- OBJECTIVE -
Change every "airplane" in the rows below to "aircraft" and reproduce the rows with nothing else altered.
>> start RECORDS SHOWN
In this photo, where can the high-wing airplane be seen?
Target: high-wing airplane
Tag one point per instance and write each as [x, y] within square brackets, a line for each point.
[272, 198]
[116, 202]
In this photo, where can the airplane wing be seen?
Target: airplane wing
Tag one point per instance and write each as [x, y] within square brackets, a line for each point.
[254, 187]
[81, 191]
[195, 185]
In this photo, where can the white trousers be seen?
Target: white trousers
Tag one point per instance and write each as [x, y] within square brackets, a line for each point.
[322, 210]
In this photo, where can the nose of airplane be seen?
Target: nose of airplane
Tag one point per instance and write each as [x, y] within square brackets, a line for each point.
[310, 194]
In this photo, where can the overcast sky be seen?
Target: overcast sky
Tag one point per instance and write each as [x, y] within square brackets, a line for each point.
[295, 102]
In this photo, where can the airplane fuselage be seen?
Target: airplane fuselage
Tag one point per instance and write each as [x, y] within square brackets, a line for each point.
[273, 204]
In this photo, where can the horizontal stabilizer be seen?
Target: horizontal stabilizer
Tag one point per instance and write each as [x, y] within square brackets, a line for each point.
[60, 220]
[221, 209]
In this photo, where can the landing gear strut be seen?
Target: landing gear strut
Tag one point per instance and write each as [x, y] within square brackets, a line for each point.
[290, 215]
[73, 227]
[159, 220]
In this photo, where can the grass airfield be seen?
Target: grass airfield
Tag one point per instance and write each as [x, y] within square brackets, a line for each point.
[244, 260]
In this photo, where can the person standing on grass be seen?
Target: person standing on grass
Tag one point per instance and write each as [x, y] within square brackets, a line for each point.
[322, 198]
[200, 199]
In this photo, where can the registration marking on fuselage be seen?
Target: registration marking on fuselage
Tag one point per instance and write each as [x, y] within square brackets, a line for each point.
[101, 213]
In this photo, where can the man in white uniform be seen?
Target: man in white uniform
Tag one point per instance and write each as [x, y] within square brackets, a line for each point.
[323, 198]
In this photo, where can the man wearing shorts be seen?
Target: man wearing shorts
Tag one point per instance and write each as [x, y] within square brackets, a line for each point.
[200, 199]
>> end RECORDS SHOWN
- TASK SOLUTION -
In this photo, where can the high-wing aircraft be seen?
Target: high-wing aircraft
Tag one point per instance and write each as [x, y] within square brackets, a line for each point.
[272, 198]
[116, 202]
In this photo, where can the aircraft wing be seen?
Target: aircraft wing
Tag one point per instance and write each as [x, y] within square brackets, a line for each point.
[254, 187]
[81, 191]
[195, 185]
In this photo, where can the white trousers be seen?
Target: white trousers
Tag one point per instance and write each as [x, y] within square brackets, a line for each point.
[322, 210]
In this photo, where can the nose of aircraft be seen?
Target: nose of aircraft
Tag one point per instance and write each as [x, y] within square brackets, a line for each point.
[310, 194]
In this photo, where can the overcast sky be seen?
Target: overcast sky
Tag one point per instance and write each as [x, y] within square brackets, a line for each point.
[295, 102]
In this photo, where can the aircraft fuselage be seen?
Target: aircraft fuselage
Tag one point per instance and write each as [x, y] within square brackets, a line for each point.
[273, 204]
In this photo, where can the horizontal stabilizer be seen?
Target: horizontal stabilizer
Tag one point per instance and write each as [x, y] within square brackets, a line for each point.
[60, 220]
[221, 209]
In this photo, where can the landing gear strut be seen?
Target: landing gear strut
Tag one point per instance and write each as [x, y] within square brackets, a line for each point.
[290, 215]
[73, 227]
[159, 220]
In this photo, where can the grass airfield be seen?
Target: grass airfield
Tag one point per instance and write each as [x, y] within square brackets, a line for each point.
[244, 260]
In this photo, where can the person standing on grass be seen?
Target: person standing on grass
Tag one point per instance and write each as [x, y] within square brackets, a line for each point.
[322, 198]
[200, 199]
In this photo, where can the registration marking on fuselage be seen?
Target: registration marking on fuselage
Tag one point per instance and write each as [x, y] within square brackets, a line for each point.
[101, 213]
In this photo, where can the man in white uniform be seen?
Target: man in white uniform
Tag one point per instance and write each as [x, y] within square brackets, a line for each point.
[323, 198]
In this photo, where can the man wearing shorts be seen?
Target: man wearing shorts
Tag one point per instance and write each as [x, y] within square brackets, a line for each point.
[200, 199]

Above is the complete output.